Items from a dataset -
-=-=-

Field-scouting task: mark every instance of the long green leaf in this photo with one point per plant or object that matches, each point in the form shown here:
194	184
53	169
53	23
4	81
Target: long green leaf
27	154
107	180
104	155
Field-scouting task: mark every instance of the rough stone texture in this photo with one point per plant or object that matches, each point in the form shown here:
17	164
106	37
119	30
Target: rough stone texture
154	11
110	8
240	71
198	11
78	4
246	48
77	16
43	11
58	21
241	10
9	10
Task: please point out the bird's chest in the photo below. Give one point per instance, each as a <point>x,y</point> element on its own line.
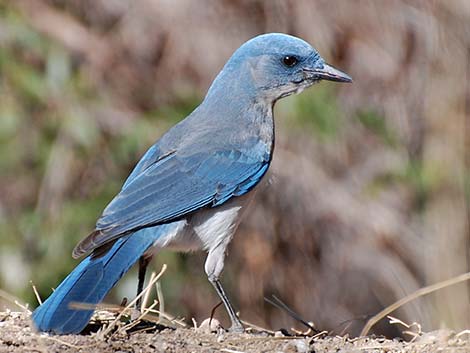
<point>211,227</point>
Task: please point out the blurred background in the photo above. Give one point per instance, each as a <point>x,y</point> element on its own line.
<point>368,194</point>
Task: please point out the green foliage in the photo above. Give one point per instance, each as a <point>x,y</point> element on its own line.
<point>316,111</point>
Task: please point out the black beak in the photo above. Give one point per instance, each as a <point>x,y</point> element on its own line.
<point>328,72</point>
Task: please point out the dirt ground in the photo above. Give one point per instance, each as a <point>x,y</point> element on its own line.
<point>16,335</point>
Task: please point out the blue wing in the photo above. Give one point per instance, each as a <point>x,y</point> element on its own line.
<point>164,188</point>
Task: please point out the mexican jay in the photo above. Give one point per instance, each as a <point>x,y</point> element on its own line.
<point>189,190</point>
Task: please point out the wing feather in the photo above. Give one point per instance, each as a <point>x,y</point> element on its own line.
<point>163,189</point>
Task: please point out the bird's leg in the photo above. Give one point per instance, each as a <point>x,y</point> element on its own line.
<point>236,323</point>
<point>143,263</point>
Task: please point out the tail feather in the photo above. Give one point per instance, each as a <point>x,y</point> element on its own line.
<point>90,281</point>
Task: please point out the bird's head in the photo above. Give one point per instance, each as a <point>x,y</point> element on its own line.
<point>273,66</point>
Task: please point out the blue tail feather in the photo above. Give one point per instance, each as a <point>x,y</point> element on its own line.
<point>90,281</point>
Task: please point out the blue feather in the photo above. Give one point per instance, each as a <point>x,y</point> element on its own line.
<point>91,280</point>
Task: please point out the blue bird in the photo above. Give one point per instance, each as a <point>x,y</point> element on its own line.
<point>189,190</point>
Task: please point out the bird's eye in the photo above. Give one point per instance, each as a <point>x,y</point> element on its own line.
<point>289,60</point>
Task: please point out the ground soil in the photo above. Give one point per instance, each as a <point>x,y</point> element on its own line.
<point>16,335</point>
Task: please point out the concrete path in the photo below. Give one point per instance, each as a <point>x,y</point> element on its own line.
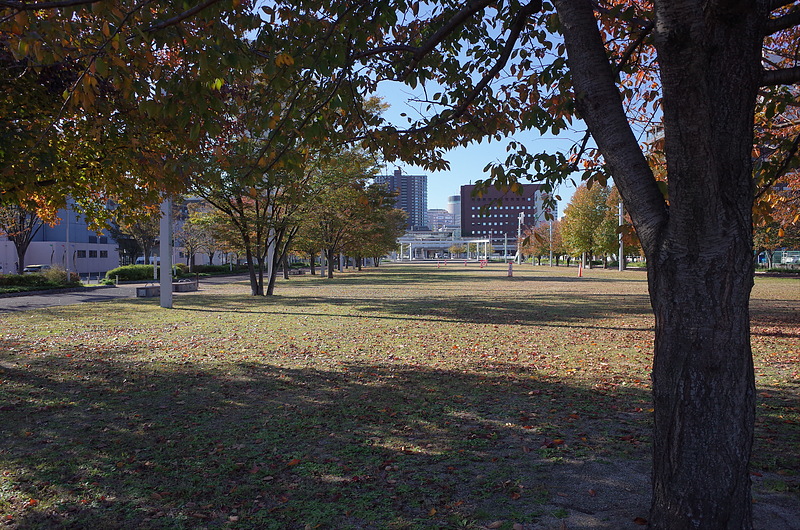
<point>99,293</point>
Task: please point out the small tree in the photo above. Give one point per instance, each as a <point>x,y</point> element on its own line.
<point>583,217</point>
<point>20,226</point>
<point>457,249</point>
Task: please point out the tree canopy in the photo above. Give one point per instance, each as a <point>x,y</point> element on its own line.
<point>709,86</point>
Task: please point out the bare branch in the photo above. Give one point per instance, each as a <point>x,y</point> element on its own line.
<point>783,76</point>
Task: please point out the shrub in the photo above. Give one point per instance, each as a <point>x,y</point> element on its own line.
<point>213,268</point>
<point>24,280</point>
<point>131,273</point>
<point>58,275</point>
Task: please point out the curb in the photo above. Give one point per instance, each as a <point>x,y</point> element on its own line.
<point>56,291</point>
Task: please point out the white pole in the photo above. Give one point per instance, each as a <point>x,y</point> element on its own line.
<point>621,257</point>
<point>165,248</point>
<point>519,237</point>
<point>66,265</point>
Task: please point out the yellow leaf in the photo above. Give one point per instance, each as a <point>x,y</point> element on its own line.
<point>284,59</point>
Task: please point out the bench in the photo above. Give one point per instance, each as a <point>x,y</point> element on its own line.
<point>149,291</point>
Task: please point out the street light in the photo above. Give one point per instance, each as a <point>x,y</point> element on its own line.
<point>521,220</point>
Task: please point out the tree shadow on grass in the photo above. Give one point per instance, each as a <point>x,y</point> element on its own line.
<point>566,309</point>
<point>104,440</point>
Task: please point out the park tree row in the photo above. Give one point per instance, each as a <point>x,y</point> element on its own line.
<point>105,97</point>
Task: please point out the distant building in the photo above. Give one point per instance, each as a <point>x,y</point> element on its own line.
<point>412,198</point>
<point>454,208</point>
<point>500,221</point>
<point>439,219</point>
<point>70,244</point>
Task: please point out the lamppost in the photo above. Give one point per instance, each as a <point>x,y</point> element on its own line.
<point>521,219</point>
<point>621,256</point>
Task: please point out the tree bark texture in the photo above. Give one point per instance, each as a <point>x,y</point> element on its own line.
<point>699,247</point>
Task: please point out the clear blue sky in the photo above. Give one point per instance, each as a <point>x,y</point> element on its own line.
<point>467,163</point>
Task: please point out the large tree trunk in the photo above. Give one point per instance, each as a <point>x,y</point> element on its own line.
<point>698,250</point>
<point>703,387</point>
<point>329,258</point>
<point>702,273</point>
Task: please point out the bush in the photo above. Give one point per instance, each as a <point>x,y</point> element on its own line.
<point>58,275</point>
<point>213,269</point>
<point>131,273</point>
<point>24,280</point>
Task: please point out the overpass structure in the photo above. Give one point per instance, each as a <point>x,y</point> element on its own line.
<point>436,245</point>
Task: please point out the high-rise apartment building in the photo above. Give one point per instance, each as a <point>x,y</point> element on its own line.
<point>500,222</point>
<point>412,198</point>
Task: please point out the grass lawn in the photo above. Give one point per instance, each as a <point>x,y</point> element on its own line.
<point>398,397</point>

-=-=-

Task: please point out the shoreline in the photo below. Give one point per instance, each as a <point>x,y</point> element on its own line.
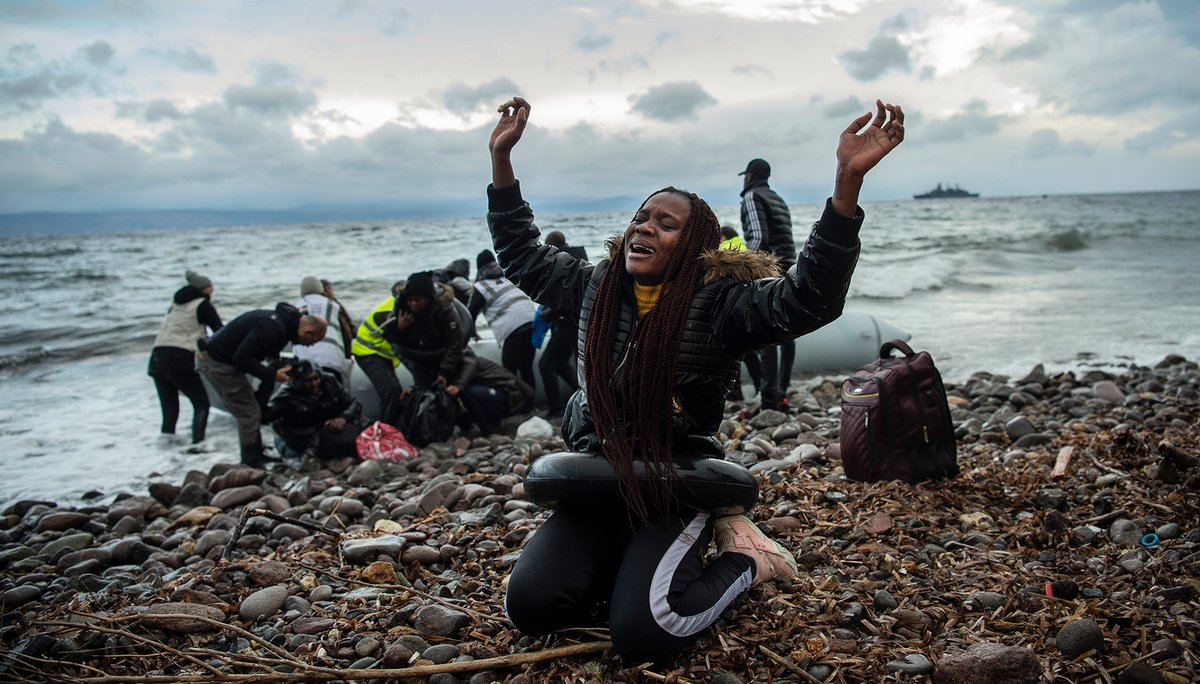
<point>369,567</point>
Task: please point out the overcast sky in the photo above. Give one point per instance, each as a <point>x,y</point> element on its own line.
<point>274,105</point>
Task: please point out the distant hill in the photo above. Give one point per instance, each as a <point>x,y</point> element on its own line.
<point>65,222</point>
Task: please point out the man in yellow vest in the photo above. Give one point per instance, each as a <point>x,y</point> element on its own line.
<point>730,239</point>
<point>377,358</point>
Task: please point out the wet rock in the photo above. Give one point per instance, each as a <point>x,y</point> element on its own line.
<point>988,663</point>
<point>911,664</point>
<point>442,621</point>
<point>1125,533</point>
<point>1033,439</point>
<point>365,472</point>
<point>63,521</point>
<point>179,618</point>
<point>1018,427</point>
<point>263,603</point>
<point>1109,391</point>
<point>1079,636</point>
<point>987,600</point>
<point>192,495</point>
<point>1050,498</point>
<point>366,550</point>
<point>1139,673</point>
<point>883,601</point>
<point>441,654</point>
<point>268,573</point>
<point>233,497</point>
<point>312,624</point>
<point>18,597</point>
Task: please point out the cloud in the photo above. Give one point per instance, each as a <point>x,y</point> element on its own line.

-=-=-

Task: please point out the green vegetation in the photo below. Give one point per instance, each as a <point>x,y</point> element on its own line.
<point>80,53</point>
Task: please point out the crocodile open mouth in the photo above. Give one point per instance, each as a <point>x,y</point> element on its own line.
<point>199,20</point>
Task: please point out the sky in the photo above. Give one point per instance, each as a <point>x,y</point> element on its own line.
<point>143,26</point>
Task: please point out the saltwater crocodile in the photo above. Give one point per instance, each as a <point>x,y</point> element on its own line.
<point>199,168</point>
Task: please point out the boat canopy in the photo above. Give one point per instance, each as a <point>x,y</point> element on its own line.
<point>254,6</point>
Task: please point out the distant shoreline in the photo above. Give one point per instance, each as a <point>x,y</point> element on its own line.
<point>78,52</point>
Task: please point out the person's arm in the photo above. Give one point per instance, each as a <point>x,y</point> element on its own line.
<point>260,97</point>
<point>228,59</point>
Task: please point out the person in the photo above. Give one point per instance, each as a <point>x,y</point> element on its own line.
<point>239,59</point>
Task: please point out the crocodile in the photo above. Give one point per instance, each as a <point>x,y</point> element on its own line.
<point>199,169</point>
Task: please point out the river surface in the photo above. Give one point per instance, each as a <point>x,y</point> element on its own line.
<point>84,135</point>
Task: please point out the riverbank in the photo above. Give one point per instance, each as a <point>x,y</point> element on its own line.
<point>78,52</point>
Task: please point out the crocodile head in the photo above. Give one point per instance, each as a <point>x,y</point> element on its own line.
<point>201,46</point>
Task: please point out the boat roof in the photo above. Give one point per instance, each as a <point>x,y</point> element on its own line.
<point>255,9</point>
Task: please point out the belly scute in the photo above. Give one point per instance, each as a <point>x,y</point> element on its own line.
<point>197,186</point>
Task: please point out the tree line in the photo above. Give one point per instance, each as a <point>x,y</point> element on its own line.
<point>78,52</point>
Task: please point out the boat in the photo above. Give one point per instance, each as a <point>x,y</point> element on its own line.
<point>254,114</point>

-=-=-

Aim of the exercise -
Recast the records from the line containing "Task: please point out the man" through the line containing "<point>377,358</point>" as a two-column CSV headed input and output, with one row per record, its text under input and its answer under output. Enclose each field in quotation marks and replace any line breaks with spaces.

Result -
input,output
"Task: please point out the man in yellow vest in the photo above. Give one point per instance, each as a <point>x,y</point> element on its own line.","<point>730,239</point> <point>377,358</point>"